__EXERCISE TASK__
Return each line of the material below that contains the string "flower", copying the whole line.

__DATA SHOWN__
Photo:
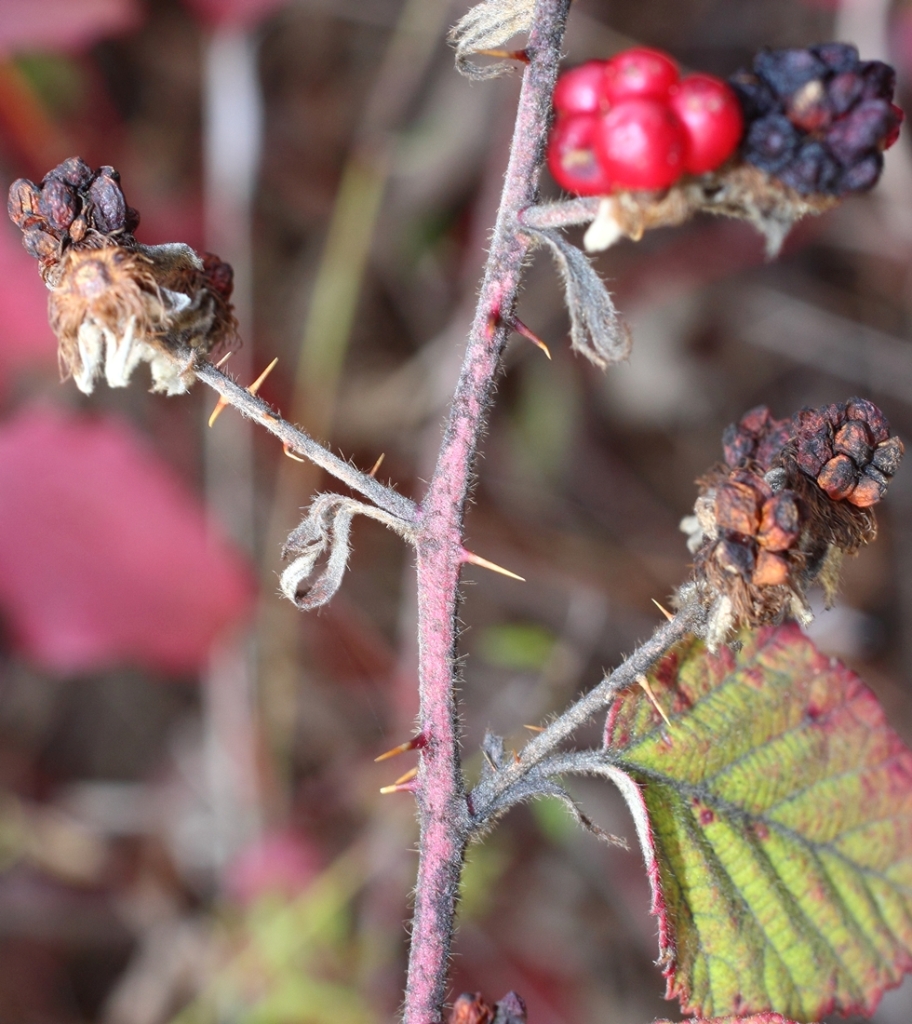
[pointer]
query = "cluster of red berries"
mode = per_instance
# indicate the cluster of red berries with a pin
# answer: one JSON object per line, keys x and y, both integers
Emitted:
{"x": 818, "y": 118}
{"x": 633, "y": 122}
{"x": 74, "y": 205}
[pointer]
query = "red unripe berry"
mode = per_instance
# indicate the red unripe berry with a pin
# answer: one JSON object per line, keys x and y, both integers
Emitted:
{"x": 894, "y": 134}
{"x": 711, "y": 118}
{"x": 580, "y": 90}
{"x": 639, "y": 73}
{"x": 641, "y": 144}
{"x": 571, "y": 159}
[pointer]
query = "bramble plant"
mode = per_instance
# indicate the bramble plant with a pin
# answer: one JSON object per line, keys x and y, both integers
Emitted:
{"x": 772, "y": 802}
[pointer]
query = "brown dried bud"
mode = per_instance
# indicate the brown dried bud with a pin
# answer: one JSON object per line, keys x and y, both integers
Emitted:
{"x": 737, "y": 508}
{"x": 735, "y": 557}
{"x": 74, "y": 171}
{"x": 23, "y": 204}
{"x": 755, "y": 437}
{"x": 58, "y": 204}
{"x": 813, "y": 440}
{"x": 470, "y": 1009}
{"x": 772, "y": 570}
{"x": 854, "y": 439}
{"x": 867, "y": 412}
{"x": 131, "y": 220}
{"x": 39, "y": 244}
{"x": 779, "y": 522}
{"x": 838, "y": 477}
{"x": 834, "y": 414}
{"x": 871, "y": 487}
{"x": 887, "y": 455}
{"x": 109, "y": 206}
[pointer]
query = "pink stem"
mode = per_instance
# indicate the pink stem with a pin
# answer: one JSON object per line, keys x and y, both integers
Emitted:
{"x": 443, "y": 812}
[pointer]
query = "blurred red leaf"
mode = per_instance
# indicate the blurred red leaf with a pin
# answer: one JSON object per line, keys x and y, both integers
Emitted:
{"x": 233, "y": 12}
{"x": 277, "y": 864}
{"x": 105, "y": 558}
{"x": 69, "y": 25}
{"x": 26, "y": 337}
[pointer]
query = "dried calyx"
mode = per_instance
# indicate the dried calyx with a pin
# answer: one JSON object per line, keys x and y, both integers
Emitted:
{"x": 115, "y": 302}
{"x": 793, "y": 498}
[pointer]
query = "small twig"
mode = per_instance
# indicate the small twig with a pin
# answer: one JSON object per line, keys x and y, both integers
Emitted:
{"x": 296, "y": 440}
{"x": 493, "y": 795}
{"x": 567, "y": 213}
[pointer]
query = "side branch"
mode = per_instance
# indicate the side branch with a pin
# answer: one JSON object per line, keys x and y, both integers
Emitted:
{"x": 297, "y": 440}
{"x": 495, "y": 794}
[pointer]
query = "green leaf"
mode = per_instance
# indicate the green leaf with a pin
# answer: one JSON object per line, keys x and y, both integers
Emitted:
{"x": 779, "y": 833}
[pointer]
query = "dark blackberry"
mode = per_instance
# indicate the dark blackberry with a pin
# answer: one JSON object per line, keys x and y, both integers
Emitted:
{"x": 843, "y": 91}
{"x": 860, "y": 131}
{"x": 879, "y": 80}
{"x": 771, "y": 142}
{"x": 786, "y": 71}
{"x": 812, "y": 169}
{"x": 754, "y": 95}
{"x": 836, "y": 56}
{"x": 862, "y": 175}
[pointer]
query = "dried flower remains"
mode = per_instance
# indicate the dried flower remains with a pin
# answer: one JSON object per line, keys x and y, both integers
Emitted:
{"x": 115, "y": 302}
{"x": 793, "y": 498}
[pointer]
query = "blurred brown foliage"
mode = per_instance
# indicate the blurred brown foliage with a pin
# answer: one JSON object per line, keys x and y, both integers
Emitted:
{"x": 215, "y": 848}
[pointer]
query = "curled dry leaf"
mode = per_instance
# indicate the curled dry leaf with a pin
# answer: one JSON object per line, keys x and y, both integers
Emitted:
{"x": 596, "y": 329}
{"x": 487, "y": 26}
{"x": 327, "y": 527}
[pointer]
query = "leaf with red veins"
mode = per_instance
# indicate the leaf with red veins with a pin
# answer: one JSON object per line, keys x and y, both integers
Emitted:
{"x": 776, "y": 818}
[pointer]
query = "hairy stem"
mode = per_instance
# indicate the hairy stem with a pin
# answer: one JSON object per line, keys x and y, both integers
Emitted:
{"x": 440, "y": 795}
{"x": 566, "y": 213}
{"x": 296, "y": 439}
{"x": 493, "y": 796}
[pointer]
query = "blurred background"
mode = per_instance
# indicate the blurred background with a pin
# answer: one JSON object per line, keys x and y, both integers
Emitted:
{"x": 190, "y": 827}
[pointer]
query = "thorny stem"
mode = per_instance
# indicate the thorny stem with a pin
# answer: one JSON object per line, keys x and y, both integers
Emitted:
{"x": 493, "y": 796}
{"x": 443, "y": 814}
{"x": 296, "y": 439}
{"x": 566, "y": 213}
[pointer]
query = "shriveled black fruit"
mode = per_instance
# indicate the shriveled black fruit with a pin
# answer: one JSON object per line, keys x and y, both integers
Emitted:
{"x": 771, "y": 142}
{"x": 786, "y": 71}
{"x": 819, "y": 118}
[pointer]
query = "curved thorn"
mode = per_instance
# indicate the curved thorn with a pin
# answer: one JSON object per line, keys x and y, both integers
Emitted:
{"x": 473, "y": 559}
{"x": 258, "y": 382}
{"x": 217, "y": 412}
{"x": 416, "y": 743}
{"x": 520, "y": 328}
{"x": 647, "y": 689}
{"x": 664, "y": 611}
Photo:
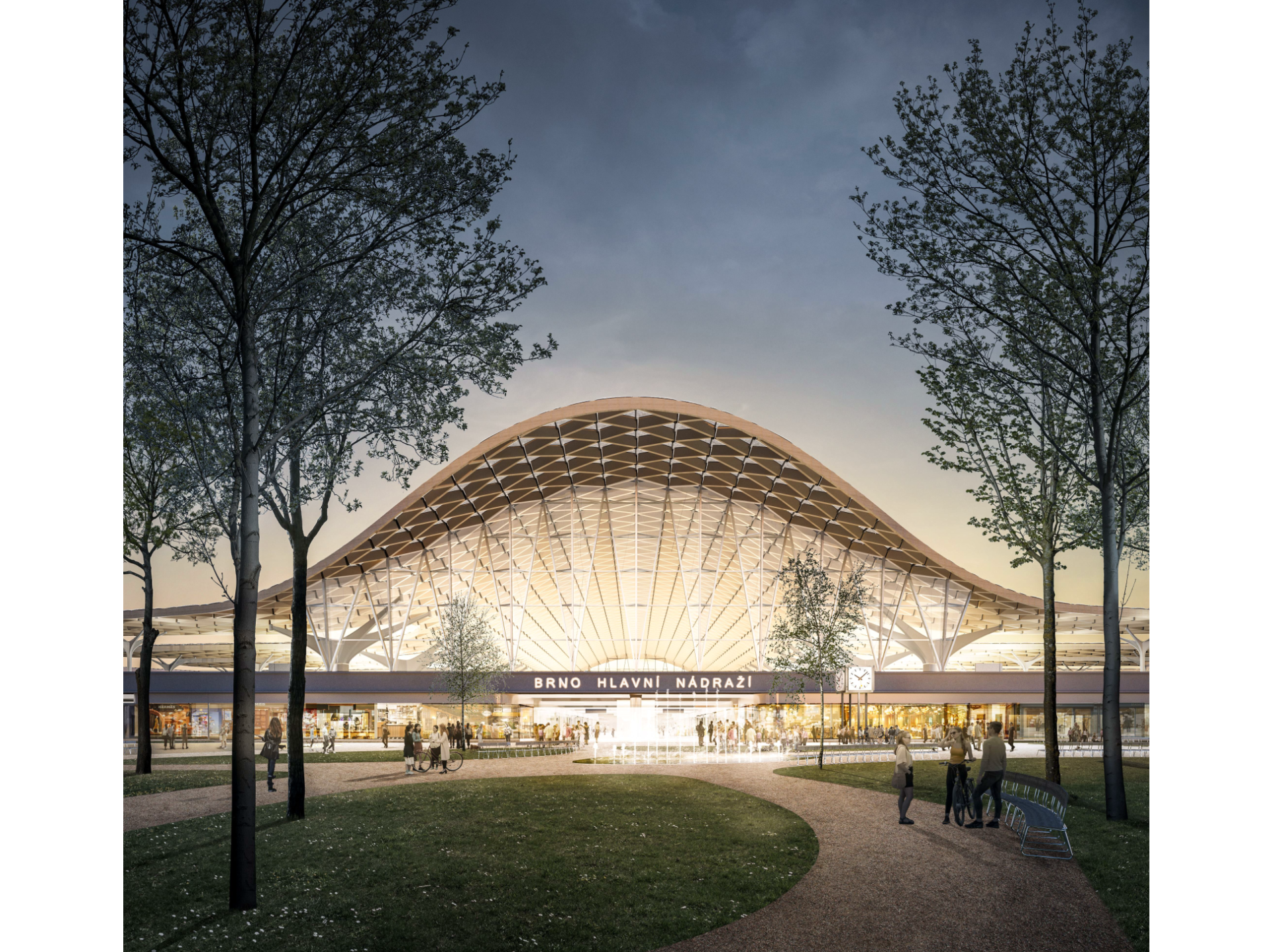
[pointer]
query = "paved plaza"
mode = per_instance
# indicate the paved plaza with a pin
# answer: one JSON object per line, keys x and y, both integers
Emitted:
{"x": 875, "y": 885}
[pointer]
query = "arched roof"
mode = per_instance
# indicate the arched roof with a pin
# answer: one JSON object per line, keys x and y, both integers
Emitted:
{"x": 684, "y": 445}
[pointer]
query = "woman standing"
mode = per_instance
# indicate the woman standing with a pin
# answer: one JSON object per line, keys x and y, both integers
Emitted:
{"x": 409, "y": 747}
{"x": 435, "y": 745}
{"x": 904, "y": 776}
{"x": 272, "y": 737}
{"x": 962, "y": 753}
{"x": 445, "y": 751}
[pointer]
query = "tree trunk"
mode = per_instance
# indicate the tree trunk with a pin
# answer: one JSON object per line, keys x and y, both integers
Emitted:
{"x": 143, "y": 674}
{"x": 143, "y": 698}
{"x": 1051, "y": 740}
{"x": 297, "y": 672}
{"x": 243, "y": 773}
{"x": 821, "y": 750}
{"x": 1114, "y": 788}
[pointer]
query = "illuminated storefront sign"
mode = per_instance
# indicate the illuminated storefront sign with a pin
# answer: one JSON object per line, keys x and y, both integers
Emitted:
{"x": 710, "y": 681}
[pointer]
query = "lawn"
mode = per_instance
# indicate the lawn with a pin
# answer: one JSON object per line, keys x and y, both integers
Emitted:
{"x": 167, "y": 780}
{"x": 392, "y": 755}
{"x": 1114, "y": 857}
{"x": 620, "y": 863}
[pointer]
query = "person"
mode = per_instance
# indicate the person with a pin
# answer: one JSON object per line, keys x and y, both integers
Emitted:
{"x": 409, "y": 749}
{"x": 962, "y": 754}
{"x": 905, "y": 765}
{"x": 445, "y": 751}
{"x": 272, "y": 739}
{"x": 994, "y": 765}
{"x": 435, "y": 745}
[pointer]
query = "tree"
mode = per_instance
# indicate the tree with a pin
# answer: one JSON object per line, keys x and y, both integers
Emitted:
{"x": 252, "y": 119}
{"x": 1030, "y": 199}
{"x": 1005, "y": 435}
{"x": 468, "y": 653}
{"x": 160, "y": 509}
{"x": 820, "y": 628}
{"x": 337, "y": 415}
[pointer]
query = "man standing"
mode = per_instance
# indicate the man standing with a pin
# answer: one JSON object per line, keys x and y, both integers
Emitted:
{"x": 994, "y": 765}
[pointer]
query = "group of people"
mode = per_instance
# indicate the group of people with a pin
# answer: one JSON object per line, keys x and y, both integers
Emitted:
{"x": 439, "y": 749}
{"x": 170, "y": 736}
{"x": 1079, "y": 735}
{"x": 731, "y": 737}
{"x": 962, "y": 755}
{"x": 329, "y": 737}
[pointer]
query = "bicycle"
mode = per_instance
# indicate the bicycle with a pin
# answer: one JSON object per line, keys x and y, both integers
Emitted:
{"x": 962, "y": 792}
{"x": 453, "y": 764}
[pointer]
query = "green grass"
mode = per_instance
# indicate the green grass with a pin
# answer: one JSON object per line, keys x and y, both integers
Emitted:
{"x": 168, "y": 780}
{"x": 394, "y": 755}
{"x": 1113, "y": 855}
{"x": 615, "y": 863}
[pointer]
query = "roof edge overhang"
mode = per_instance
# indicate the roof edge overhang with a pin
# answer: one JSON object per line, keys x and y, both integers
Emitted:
{"x": 662, "y": 405}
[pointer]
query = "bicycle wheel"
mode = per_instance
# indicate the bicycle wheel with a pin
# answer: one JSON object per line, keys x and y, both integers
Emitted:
{"x": 962, "y": 802}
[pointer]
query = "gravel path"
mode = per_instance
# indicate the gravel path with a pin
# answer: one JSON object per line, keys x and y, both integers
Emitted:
{"x": 875, "y": 886}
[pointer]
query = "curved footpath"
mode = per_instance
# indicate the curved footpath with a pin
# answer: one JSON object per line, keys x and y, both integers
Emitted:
{"x": 875, "y": 885}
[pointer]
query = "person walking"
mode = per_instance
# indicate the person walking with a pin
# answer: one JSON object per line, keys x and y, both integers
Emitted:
{"x": 961, "y": 755}
{"x": 445, "y": 751}
{"x": 994, "y": 765}
{"x": 904, "y": 776}
{"x": 271, "y": 739}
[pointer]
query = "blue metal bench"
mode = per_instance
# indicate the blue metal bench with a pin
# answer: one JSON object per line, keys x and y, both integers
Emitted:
{"x": 1035, "y": 814}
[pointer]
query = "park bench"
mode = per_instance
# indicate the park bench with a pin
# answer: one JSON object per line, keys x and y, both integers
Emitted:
{"x": 1035, "y": 814}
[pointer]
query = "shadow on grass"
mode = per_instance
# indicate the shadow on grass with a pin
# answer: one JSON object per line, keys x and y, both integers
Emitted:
{"x": 1113, "y": 855}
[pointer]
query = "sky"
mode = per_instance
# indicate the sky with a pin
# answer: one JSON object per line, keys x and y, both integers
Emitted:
{"x": 684, "y": 177}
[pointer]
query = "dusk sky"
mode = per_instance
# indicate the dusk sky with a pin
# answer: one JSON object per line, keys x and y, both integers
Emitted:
{"x": 684, "y": 176}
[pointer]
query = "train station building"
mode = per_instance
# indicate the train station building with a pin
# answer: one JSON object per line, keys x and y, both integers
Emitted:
{"x": 627, "y": 553}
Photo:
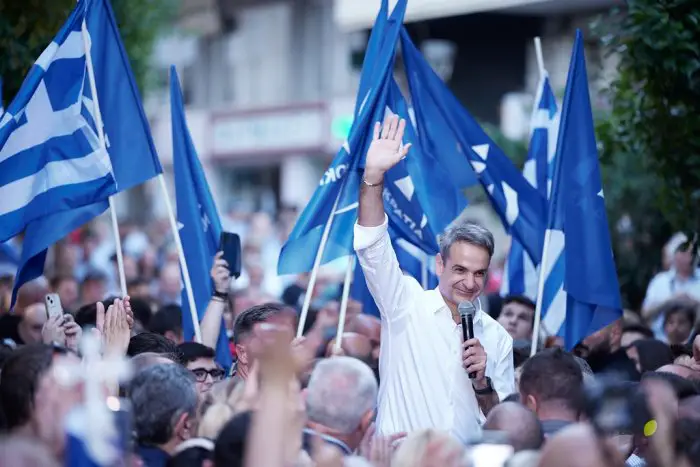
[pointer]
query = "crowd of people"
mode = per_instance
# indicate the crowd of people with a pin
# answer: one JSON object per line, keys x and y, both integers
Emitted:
{"x": 401, "y": 389}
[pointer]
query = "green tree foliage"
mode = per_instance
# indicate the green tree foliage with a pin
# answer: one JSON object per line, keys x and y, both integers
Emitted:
{"x": 650, "y": 140}
{"x": 28, "y": 26}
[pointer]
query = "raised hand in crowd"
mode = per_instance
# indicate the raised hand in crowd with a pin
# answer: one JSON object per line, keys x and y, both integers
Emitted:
{"x": 53, "y": 332}
{"x": 210, "y": 324}
{"x": 386, "y": 149}
{"x": 72, "y": 331}
{"x": 220, "y": 274}
{"x": 113, "y": 326}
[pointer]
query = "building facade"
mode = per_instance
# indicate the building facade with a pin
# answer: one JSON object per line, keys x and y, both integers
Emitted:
{"x": 270, "y": 85}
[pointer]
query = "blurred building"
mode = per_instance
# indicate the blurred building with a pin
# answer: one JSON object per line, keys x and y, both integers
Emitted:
{"x": 270, "y": 85}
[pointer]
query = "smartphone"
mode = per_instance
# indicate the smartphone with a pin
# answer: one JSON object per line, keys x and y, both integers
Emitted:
{"x": 53, "y": 305}
{"x": 230, "y": 244}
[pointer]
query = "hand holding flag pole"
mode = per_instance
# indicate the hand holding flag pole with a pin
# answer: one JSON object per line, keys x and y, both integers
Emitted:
{"x": 344, "y": 302}
{"x": 103, "y": 146}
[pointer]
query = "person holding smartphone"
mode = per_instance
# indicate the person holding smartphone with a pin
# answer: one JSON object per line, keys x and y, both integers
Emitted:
{"x": 424, "y": 365}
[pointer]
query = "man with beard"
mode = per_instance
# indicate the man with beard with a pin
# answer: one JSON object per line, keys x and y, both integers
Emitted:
{"x": 603, "y": 352}
{"x": 424, "y": 365}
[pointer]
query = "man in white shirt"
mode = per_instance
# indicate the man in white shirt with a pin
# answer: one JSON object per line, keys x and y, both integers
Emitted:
{"x": 424, "y": 365}
{"x": 682, "y": 280}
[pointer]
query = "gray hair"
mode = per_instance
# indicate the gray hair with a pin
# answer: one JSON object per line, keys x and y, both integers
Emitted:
{"x": 159, "y": 395}
{"x": 340, "y": 392}
{"x": 468, "y": 232}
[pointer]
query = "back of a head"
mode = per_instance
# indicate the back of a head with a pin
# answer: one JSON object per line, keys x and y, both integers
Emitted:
{"x": 653, "y": 354}
{"x": 192, "y": 453}
{"x": 578, "y": 446}
{"x": 412, "y": 450}
{"x": 152, "y": 342}
{"x": 682, "y": 387}
{"x": 148, "y": 359}
{"x": 191, "y": 351}
{"x": 21, "y": 374}
{"x": 230, "y": 444}
{"x": 553, "y": 375}
{"x": 340, "y": 392}
{"x": 168, "y": 318}
{"x": 245, "y": 322}
{"x": 20, "y": 451}
{"x": 159, "y": 395}
{"x": 521, "y": 425}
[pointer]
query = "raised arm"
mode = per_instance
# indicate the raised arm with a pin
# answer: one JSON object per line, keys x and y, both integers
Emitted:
{"x": 372, "y": 243}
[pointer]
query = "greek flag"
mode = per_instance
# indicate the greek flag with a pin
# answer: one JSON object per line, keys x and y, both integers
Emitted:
{"x": 50, "y": 156}
{"x": 51, "y": 159}
{"x": 521, "y": 276}
{"x": 578, "y": 242}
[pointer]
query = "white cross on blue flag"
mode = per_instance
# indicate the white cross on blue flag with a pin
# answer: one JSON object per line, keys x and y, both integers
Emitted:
{"x": 520, "y": 206}
{"x": 50, "y": 154}
{"x": 520, "y": 275}
{"x": 54, "y": 176}
{"x": 578, "y": 240}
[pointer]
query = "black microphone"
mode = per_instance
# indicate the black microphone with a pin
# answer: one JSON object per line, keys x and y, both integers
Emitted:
{"x": 466, "y": 312}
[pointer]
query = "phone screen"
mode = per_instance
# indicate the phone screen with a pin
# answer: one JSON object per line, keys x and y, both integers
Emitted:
{"x": 230, "y": 244}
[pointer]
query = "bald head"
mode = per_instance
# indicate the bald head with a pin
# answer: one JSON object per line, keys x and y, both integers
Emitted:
{"x": 520, "y": 424}
{"x": 578, "y": 446}
{"x": 353, "y": 345}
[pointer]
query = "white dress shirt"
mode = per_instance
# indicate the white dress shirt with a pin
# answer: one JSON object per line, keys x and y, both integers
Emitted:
{"x": 423, "y": 384}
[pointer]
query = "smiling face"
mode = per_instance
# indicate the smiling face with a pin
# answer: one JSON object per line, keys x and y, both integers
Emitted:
{"x": 463, "y": 272}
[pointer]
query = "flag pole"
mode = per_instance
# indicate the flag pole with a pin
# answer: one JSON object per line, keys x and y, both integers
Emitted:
{"x": 317, "y": 264}
{"x": 540, "y": 57}
{"x": 344, "y": 301}
{"x": 540, "y": 292}
{"x": 183, "y": 262}
{"x": 424, "y": 270}
{"x": 103, "y": 147}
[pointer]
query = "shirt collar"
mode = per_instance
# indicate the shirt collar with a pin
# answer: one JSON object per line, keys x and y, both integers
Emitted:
{"x": 435, "y": 303}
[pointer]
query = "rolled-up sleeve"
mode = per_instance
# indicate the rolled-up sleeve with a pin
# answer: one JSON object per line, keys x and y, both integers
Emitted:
{"x": 384, "y": 277}
{"x": 503, "y": 377}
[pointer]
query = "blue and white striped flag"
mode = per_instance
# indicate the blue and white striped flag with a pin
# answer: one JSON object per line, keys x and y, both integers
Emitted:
{"x": 578, "y": 246}
{"x": 518, "y": 204}
{"x": 50, "y": 134}
{"x": 51, "y": 159}
{"x": 520, "y": 275}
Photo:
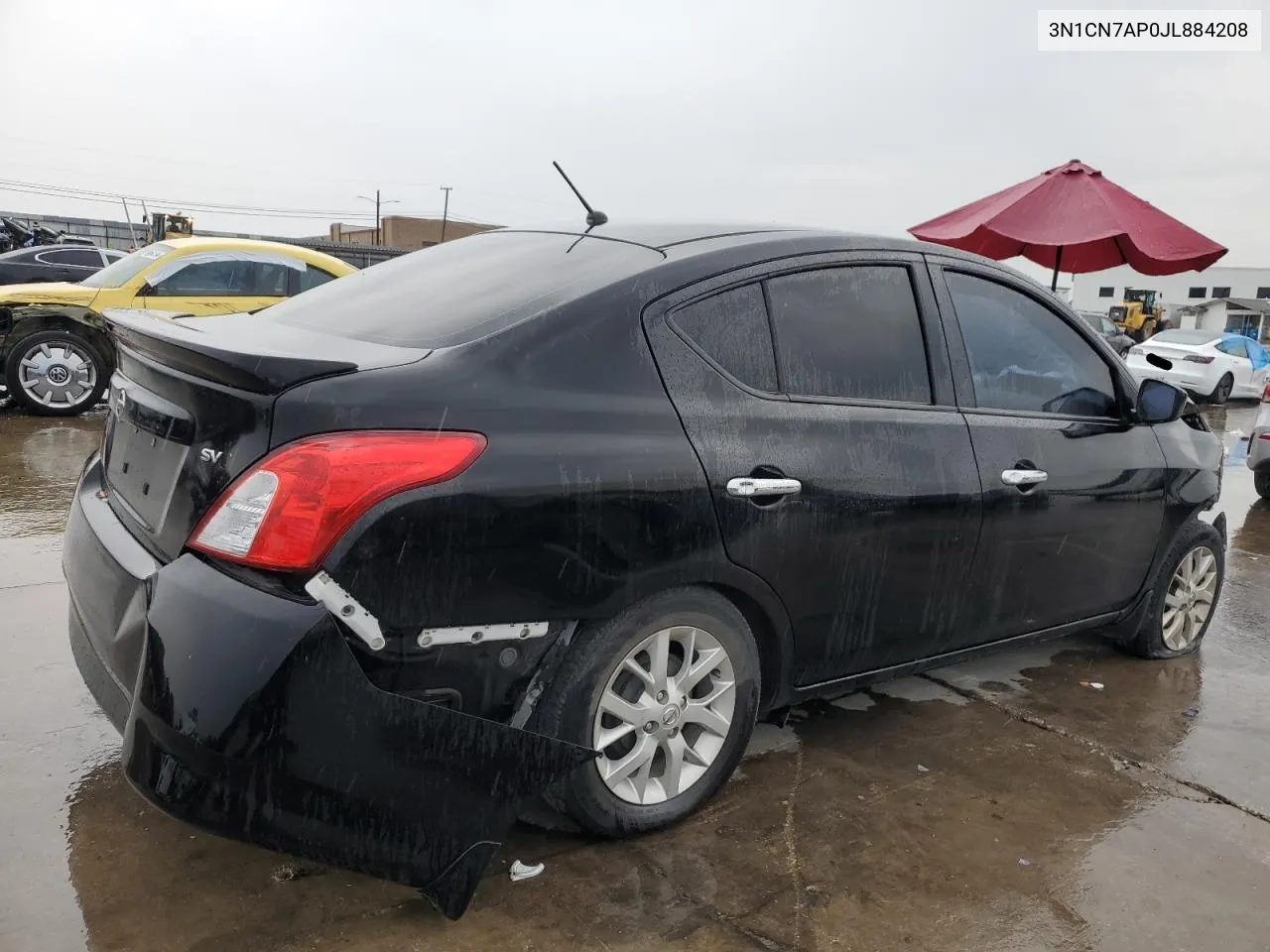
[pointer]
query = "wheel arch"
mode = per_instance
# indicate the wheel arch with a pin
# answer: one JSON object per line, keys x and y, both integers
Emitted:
{"x": 77, "y": 320}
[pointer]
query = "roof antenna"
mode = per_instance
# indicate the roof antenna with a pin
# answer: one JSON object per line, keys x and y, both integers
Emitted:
{"x": 593, "y": 217}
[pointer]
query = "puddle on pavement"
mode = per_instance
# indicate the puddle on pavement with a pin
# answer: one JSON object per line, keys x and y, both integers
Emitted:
{"x": 829, "y": 832}
{"x": 41, "y": 460}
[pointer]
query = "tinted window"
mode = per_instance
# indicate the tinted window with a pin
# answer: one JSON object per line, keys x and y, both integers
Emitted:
{"x": 119, "y": 273}
{"x": 1024, "y": 356}
{"x": 849, "y": 333}
{"x": 731, "y": 327}
{"x": 85, "y": 257}
{"x": 312, "y": 277}
{"x": 225, "y": 275}
{"x": 1233, "y": 347}
{"x": 463, "y": 290}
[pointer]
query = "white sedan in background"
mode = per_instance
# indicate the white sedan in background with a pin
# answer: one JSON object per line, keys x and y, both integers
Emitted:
{"x": 1210, "y": 365}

__ANSWER__
query = "dried flower remains"
# indicate the dried flower remains with a pin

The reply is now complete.